### DIRECTIONS
Rewrite the listing below with every "drop a point on each instance" changed to "mark every occurrence" and nothing else altered. Omit the pictures from your output.
──────────
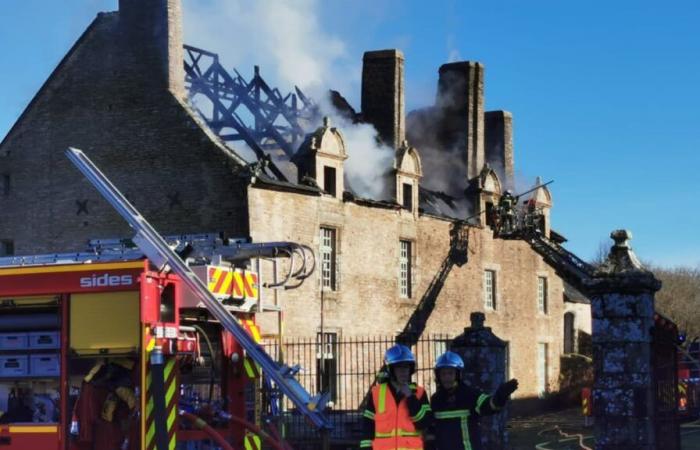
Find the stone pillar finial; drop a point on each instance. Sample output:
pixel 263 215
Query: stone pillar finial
pixel 621 237
pixel 477 320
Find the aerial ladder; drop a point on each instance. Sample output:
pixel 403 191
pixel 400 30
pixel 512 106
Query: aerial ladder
pixel 165 259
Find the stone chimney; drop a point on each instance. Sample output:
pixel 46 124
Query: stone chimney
pixel 461 101
pixel 383 94
pixel 153 30
pixel 499 144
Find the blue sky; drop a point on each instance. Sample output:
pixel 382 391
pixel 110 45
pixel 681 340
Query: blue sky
pixel 604 95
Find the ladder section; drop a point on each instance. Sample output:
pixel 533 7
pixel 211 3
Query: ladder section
pixel 161 255
pixel 570 267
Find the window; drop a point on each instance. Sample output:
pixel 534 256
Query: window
pixel 408 196
pixel 328 258
pixel 569 333
pixel 7 248
pixel 542 295
pixel 490 289
pixel 329 180
pixel 506 356
pixel 327 364
pixel 542 368
pixel 490 215
pixel 405 269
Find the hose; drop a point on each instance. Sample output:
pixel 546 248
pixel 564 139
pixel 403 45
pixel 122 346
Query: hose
pixel 257 430
pixel 202 425
pixel 212 378
pixel 158 391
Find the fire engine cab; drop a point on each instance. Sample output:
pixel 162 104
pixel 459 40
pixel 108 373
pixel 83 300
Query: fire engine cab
pixel 148 343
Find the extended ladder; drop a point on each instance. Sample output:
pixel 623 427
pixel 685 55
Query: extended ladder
pixel 163 257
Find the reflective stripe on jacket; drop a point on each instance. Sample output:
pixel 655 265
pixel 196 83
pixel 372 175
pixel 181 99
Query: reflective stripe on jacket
pixel 393 425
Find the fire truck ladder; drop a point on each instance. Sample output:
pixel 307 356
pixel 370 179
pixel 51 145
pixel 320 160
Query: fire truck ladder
pixel 569 266
pixel 163 257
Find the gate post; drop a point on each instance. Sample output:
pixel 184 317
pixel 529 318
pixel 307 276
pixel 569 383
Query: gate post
pixel 622 309
pixel 484 368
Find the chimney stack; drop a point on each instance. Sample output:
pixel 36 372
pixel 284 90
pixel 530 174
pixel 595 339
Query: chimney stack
pixel 499 145
pixel 383 94
pixel 153 29
pixel 461 99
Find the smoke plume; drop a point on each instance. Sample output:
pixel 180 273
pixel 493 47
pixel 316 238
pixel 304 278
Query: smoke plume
pixel 287 40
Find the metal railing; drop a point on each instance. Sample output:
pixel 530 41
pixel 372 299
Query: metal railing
pixel 346 367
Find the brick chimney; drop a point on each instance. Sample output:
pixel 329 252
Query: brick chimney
pixel 383 94
pixel 461 101
pixel 153 30
pixel 499 145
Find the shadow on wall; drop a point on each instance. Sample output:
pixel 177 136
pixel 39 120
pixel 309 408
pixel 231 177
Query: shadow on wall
pixel 576 373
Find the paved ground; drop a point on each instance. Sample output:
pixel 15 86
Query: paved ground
pixel 565 430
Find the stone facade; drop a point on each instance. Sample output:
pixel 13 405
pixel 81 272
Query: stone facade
pixel 105 99
pixel 124 105
pixel 367 299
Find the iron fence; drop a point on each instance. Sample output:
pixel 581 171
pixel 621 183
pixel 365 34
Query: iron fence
pixel 346 368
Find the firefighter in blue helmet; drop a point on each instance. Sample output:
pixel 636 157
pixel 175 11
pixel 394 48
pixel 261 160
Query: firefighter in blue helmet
pixel 397 410
pixel 457 407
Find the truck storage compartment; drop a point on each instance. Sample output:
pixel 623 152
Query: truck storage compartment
pixel 14 365
pixel 14 341
pixel 44 365
pixel 44 340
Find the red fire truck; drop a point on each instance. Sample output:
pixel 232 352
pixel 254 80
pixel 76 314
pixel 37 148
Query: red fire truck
pixel 142 343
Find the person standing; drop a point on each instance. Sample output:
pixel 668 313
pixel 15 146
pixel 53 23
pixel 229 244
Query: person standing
pixel 457 406
pixel 397 410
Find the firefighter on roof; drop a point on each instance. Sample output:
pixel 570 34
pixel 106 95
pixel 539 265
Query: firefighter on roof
pixel 397 410
pixel 457 407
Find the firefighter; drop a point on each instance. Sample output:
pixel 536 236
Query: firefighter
pixel 506 209
pixel 457 407
pixel 397 410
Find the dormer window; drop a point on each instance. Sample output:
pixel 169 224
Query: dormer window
pixel 329 183
pixel 408 196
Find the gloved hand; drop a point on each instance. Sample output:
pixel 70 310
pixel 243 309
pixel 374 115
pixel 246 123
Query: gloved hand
pixel 503 392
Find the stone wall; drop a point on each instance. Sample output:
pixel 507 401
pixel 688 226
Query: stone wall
pixel 106 99
pixel 367 301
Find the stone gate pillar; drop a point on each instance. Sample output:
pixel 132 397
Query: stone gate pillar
pixel 622 306
pixel 484 368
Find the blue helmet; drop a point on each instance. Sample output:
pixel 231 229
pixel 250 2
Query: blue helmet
pixel 398 354
pixel 449 359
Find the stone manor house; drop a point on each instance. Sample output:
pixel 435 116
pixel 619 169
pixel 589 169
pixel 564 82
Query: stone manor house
pixel 120 95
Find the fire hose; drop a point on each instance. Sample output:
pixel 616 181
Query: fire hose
pixel 202 425
pixel 211 432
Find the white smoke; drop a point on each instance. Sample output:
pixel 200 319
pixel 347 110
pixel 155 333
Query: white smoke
pixel 287 40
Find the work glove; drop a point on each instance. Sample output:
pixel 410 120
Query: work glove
pixel 503 392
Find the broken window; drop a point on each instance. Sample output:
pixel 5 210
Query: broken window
pixel 405 269
pixel 490 215
pixel 328 252
pixel 569 332
pixel 542 368
pixel 542 295
pixel 408 196
pixel 490 289
pixel 7 247
pixel 329 180
pixel 327 364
──────────
### SOLUTION TO THIS EXERCISE
Find the stone pillar finial; mark every occurrence. Sample output:
pixel 263 215
Query: stone pillar finial
pixel 621 237
pixel 477 320
Find the aerial ladder; mark every occurrence. Sample output:
pixel 403 191
pixel 400 30
pixel 512 106
Query: aerial ladder
pixel 165 259
Find the stone chimney; mark every occurrence. Sample output:
pixel 46 124
Query: stone chimney
pixel 461 101
pixel 383 94
pixel 153 30
pixel 499 144
Find the blue sky; mark every occurrence. Sample output:
pixel 382 391
pixel 110 45
pixel 681 340
Query: blue sky
pixel 604 95
Find the ladder section; mark every occurrence. Sample output:
pixel 533 7
pixel 211 3
Query: ladder section
pixel 161 255
pixel 570 267
Find the window; mark every occurrence. Sample output:
pixel 534 256
Query: window
pixel 408 196
pixel 328 258
pixel 569 333
pixel 7 248
pixel 542 295
pixel 490 289
pixel 329 180
pixel 506 356
pixel 327 364
pixel 542 368
pixel 490 215
pixel 405 269
Find the hose; mark every occurrence. Sample output:
pixel 546 248
pixel 564 139
pixel 403 45
pixel 122 346
Query: hose
pixel 257 430
pixel 202 425
pixel 212 378
pixel 158 391
Find the fire engine cab; mark every occurrence. Sample output:
pixel 162 104
pixel 459 40
pixel 108 373
pixel 83 300
Query: fire engine cab
pixel 148 343
Find the extended ladder; mark every occurrence. Sample output:
pixel 623 427
pixel 685 55
Query: extended ladder
pixel 163 257
Find the reflective stripe on jacket; mark every occurrence. Sample output:
pixel 655 265
pixel 196 83
pixel 372 175
pixel 181 99
Query: reflective stripe on jacket
pixel 393 425
Find the fire truck ladder; mark every occurrence. Sample output:
pixel 307 356
pixel 370 179
pixel 51 145
pixel 320 160
Query: fire truck ladder
pixel 569 266
pixel 163 257
Find the gate post; mark every occurrence. Sample output:
pixel 184 317
pixel 529 318
pixel 307 276
pixel 569 383
Query: gate post
pixel 622 309
pixel 484 368
Find the chimney stack; mark every occurrence. Sample output:
pixel 36 372
pixel 284 90
pixel 530 174
pixel 595 339
Query: chimney stack
pixel 499 145
pixel 383 94
pixel 153 29
pixel 461 99
Find the smoke plume; mark every occurrence. Sample output:
pixel 180 273
pixel 493 47
pixel 316 238
pixel 304 278
Query: smoke plume
pixel 287 40
Find the metal railing; mark every occurrence. Sample output:
pixel 530 41
pixel 372 299
Query: metal railing
pixel 346 367
Find the brick chimney; mark every occurrence. Sample output:
pixel 329 252
Query: brick chimney
pixel 383 94
pixel 461 101
pixel 153 30
pixel 499 145
Find the shadow on wall; mark every occurrence. Sample output:
pixel 177 136
pixel 39 120
pixel 309 408
pixel 231 177
Query: shadow on wall
pixel 576 373
Find the paved ground; mark every occurrence. Sample output:
pixel 15 86
Query: paved ground
pixel 565 430
Find the stone facade; mark every occurrence. Sample output:
pixel 13 405
pixel 81 272
Query: stone facade
pixel 105 99
pixel 124 105
pixel 367 299
Find the iron fence; mark every occurrence. Sample output:
pixel 581 171
pixel 621 183
pixel 365 34
Query: iron fence
pixel 346 368
Find the firefighter in blue helmet; mark every occurrence. Sample output:
pixel 636 157
pixel 175 11
pixel 394 48
pixel 261 160
Query: firefighter in blue helmet
pixel 397 410
pixel 457 407
Find the truck storage compartment; mark every occurrence. Sample output:
pixel 623 152
Query: truck storage compartment
pixel 14 365
pixel 14 341
pixel 44 365
pixel 44 340
Find the red fire truck; mark every occurrence. Sample output:
pixel 232 352
pixel 254 80
pixel 76 314
pixel 37 148
Query: red fire truck
pixel 142 343
Find the person standing; mark every occurrence. Sample output:
pixel 668 313
pixel 15 146
pixel 53 23
pixel 229 244
Query: person standing
pixel 457 406
pixel 397 410
Find the firefighter on roof; mark every occurrence. Sample output:
pixel 570 34
pixel 106 95
pixel 539 265
Query: firefighter on roof
pixel 397 410
pixel 457 407
Find the firefighter; mark every occurrence. Sample output:
pixel 536 236
Query: firefighter
pixel 506 209
pixel 457 407
pixel 397 410
Find the dormer window; mark every occurrence. Sample output:
pixel 169 224
Query: dormer window
pixel 329 183
pixel 408 196
Find the gloved hand; mark every occurrence. Sample output:
pixel 70 310
pixel 243 309
pixel 374 115
pixel 246 123
Query: gloved hand
pixel 503 392
Find the stone wall; mark every occurrence. Sample output:
pixel 507 401
pixel 688 226
Query: stone wall
pixel 106 99
pixel 367 301
Find the stone gate pillar; mark every occurrence. Sample output:
pixel 132 397
Query: stone gate pillar
pixel 622 306
pixel 484 368
Find the blue helmet; mark every occurrence. Sample output:
pixel 231 229
pixel 250 2
Query: blue helmet
pixel 398 354
pixel 449 359
Find the stone manor house; mark every occurrence. Sample output:
pixel 435 116
pixel 619 169
pixel 589 169
pixel 564 82
Query: stone manor house
pixel 120 95
Find the fire hose; mark every occurrence. Sample output:
pixel 616 181
Query: fire hose
pixel 202 425
pixel 211 432
Find the white smoke; mark every occurrence. Sample output:
pixel 200 319
pixel 347 110
pixel 155 333
Query: white smoke
pixel 287 40
Find the work glove; mark every occurrence. Sample output:
pixel 410 120
Query: work glove
pixel 503 392
Find the broken window; mark every occurrence. Sample output:
pixel 5 210
Query: broken window
pixel 405 269
pixel 490 215
pixel 328 252
pixel 569 332
pixel 542 368
pixel 542 295
pixel 408 196
pixel 490 289
pixel 7 247
pixel 329 180
pixel 327 364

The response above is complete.